WORK ORDER: Beginning at the line that contains "Pin the fluted", write out every line down to the end of the records, with both ends kept and nothing added.

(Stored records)
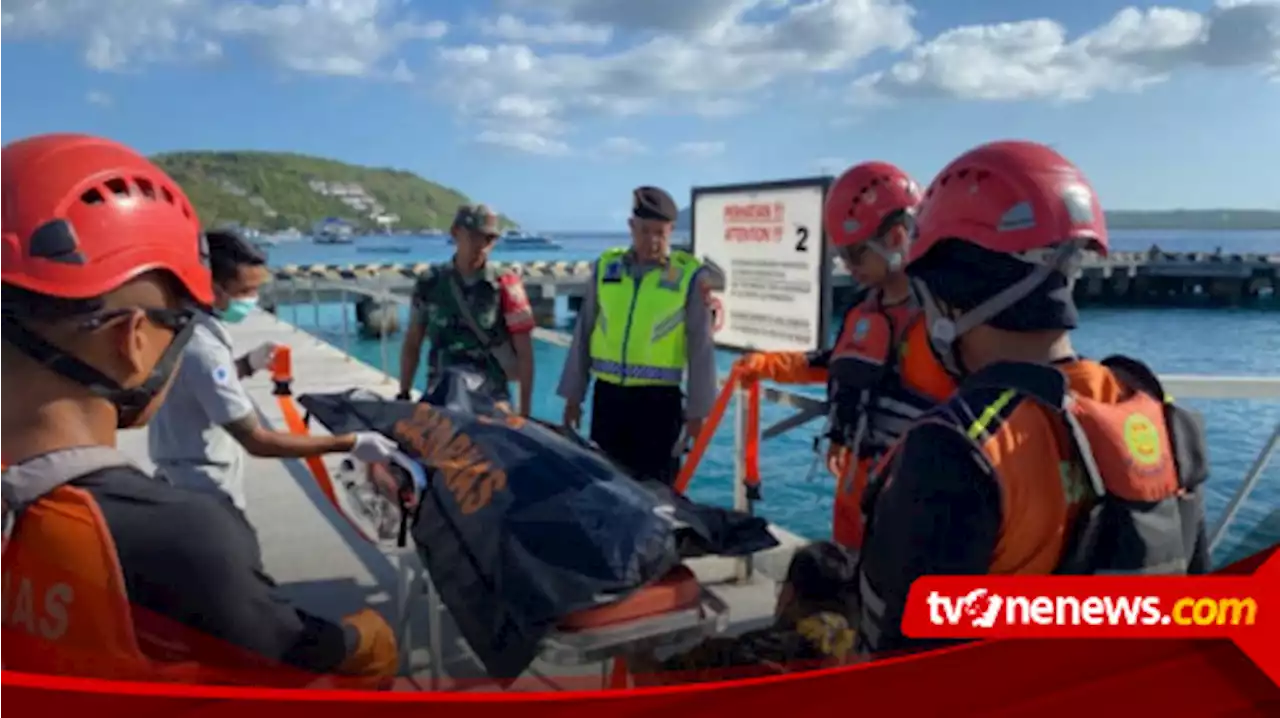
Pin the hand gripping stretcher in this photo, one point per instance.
(378, 502)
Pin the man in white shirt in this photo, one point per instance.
(200, 434)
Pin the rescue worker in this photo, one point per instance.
(1042, 461)
(881, 374)
(208, 422)
(476, 316)
(644, 318)
(105, 571)
(812, 627)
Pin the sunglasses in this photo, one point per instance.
(174, 320)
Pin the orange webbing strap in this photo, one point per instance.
(704, 438)
(752, 440)
(620, 678)
(282, 374)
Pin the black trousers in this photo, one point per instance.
(638, 428)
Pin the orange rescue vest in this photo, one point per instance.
(1128, 465)
(64, 606)
(883, 353)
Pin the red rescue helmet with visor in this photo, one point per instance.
(1016, 199)
(81, 216)
(864, 204)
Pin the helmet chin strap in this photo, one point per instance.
(129, 402)
(945, 330)
(892, 257)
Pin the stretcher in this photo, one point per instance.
(378, 502)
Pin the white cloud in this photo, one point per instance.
(622, 147)
(703, 58)
(530, 142)
(334, 37)
(515, 30)
(828, 165)
(700, 149)
(1036, 60)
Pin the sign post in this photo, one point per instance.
(768, 241)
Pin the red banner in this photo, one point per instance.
(1192, 672)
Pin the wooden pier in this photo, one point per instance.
(1148, 279)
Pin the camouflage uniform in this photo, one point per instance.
(498, 303)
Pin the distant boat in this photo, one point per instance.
(515, 241)
(384, 248)
(332, 231)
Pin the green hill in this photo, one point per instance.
(1205, 220)
(275, 191)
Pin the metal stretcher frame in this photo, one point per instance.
(602, 644)
(565, 648)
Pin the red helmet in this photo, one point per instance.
(1010, 197)
(81, 215)
(864, 199)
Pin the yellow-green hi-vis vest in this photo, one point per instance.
(639, 337)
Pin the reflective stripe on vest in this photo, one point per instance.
(913, 384)
(639, 334)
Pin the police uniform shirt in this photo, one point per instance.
(186, 438)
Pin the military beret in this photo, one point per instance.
(652, 202)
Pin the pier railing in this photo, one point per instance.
(746, 396)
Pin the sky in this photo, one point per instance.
(552, 110)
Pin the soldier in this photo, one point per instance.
(478, 318)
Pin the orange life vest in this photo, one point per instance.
(883, 350)
(1128, 466)
(64, 606)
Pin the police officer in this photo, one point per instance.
(478, 318)
(201, 431)
(644, 320)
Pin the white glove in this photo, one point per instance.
(260, 357)
(373, 448)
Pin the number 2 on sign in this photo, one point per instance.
(801, 238)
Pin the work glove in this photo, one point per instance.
(785, 367)
(373, 447)
(261, 357)
(375, 655)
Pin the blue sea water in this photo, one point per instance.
(798, 493)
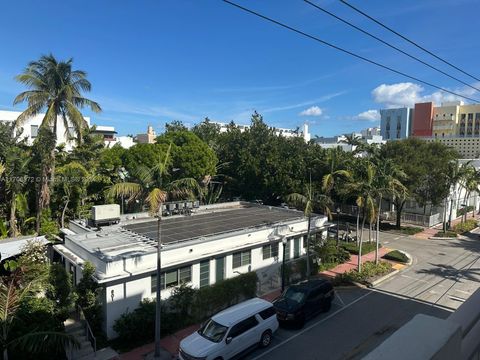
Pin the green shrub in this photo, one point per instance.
(465, 226)
(396, 255)
(446, 234)
(407, 230)
(367, 247)
(464, 210)
(369, 271)
(186, 306)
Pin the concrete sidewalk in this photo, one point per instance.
(429, 232)
(171, 343)
(353, 262)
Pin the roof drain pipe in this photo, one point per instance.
(125, 265)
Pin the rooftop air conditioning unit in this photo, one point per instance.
(106, 214)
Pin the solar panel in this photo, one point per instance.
(190, 227)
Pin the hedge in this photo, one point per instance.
(186, 306)
(369, 271)
(465, 226)
(396, 255)
(367, 247)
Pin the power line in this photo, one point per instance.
(388, 44)
(345, 51)
(407, 39)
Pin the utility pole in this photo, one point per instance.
(159, 282)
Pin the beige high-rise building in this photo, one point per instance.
(148, 138)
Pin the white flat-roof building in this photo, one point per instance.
(216, 242)
(303, 132)
(64, 136)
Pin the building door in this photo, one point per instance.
(219, 269)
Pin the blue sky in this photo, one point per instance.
(151, 62)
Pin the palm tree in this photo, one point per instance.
(58, 89)
(363, 187)
(12, 293)
(308, 201)
(73, 182)
(388, 183)
(151, 185)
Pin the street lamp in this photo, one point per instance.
(284, 242)
(338, 226)
(122, 173)
(159, 282)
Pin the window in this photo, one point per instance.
(296, 248)
(219, 269)
(267, 313)
(243, 326)
(287, 250)
(241, 258)
(171, 278)
(33, 131)
(205, 273)
(269, 251)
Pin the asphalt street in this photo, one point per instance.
(443, 274)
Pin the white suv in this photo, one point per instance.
(231, 332)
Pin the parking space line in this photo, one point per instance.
(310, 327)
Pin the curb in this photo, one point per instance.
(378, 281)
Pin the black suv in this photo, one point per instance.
(304, 300)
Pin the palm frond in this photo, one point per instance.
(126, 189)
(155, 198)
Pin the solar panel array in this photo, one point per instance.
(190, 227)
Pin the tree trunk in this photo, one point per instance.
(377, 237)
(308, 246)
(13, 231)
(398, 209)
(65, 209)
(445, 215)
(358, 225)
(359, 269)
(43, 199)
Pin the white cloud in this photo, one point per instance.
(397, 95)
(312, 111)
(369, 115)
(407, 94)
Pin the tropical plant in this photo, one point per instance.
(56, 88)
(13, 291)
(152, 185)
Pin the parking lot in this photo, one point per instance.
(444, 273)
(358, 321)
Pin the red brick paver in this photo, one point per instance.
(353, 262)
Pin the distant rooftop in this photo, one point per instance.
(140, 236)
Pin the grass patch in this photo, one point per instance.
(407, 230)
(367, 247)
(465, 227)
(446, 234)
(396, 255)
(327, 266)
(369, 272)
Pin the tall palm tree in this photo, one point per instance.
(362, 186)
(12, 293)
(309, 201)
(152, 185)
(388, 183)
(54, 87)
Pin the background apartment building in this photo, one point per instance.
(454, 124)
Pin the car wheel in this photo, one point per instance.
(327, 306)
(266, 338)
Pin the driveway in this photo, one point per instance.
(444, 272)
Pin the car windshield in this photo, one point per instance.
(213, 331)
(294, 295)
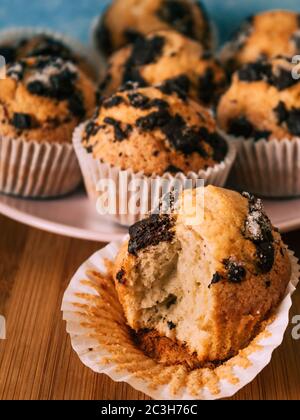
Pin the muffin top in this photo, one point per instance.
(43, 99)
(263, 101)
(42, 45)
(171, 59)
(206, 285)
(146, 129)
(265, 35)
(127, 20)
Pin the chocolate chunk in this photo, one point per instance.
(258, 229)
(179, 15)
(9, 53)
(171, 325)
(103, 38)
(236, 273)
(281, 112)
(22, 121)
(150, 232)
(216, 279)
(179, 85)
(120, 276)
(113, 101)
(122, 131)
(254, 72)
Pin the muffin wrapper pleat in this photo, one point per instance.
(267, 168)
(103, 341)
(94, 171)
(37, 170)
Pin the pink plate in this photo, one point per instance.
(76, 217)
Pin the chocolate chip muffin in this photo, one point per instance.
(265, 35)
(154, 131)
(18, 47)
(196, 294)
(127, 20)
(168, 58)
(42, 100)
(262, 101)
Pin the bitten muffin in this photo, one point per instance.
(197, 293)
(265, 35)
(42, 45)
(43, 99)
(127, 20)
(168, 58)
(263, 101)
(150, 130)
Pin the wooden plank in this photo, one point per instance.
(37, 362)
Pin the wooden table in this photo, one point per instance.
(36, 360)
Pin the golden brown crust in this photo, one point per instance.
(147, 130)
(262, 101)
(177, 60)
(125, 20)
(268, 34)
(37, 108)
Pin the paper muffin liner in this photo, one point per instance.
(37, 170)
(14, 34)
(103, 341)
(267, 168)
(94, 171)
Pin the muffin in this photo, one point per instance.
(126, 20)
(260, 111)
(18, 47)
(265, 35)
(150, 135)
(42, 100)
(168, 58)
(196, 294)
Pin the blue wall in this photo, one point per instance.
(75, 16)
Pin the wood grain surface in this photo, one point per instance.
(36, 360)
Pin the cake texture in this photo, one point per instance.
(42, 45)
(198, 293)
(266, 35)
(262, 102)
(169, 59)
(126, 20)
(153, 131)
(43, 99)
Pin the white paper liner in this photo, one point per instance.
(37, 170)
(267, 168)
(93, 171)
(85, 52)
(84, 297)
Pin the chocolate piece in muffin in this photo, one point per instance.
(212, 272)
(269, 34)
(171, 60)
(263, 101)
(44, 99)
(42, 45)
(151, 131)
(125, 21)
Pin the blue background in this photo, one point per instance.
(74, 16)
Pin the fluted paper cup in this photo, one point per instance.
(267, 168)
(104, 343)
(37, 170)
(94, 170)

EXERCISE SOLUTION:
Pin the fluted paper cup in this photo, one point per instance.
(267, 168)
(104, 343)
(37, 170)
(94, 170)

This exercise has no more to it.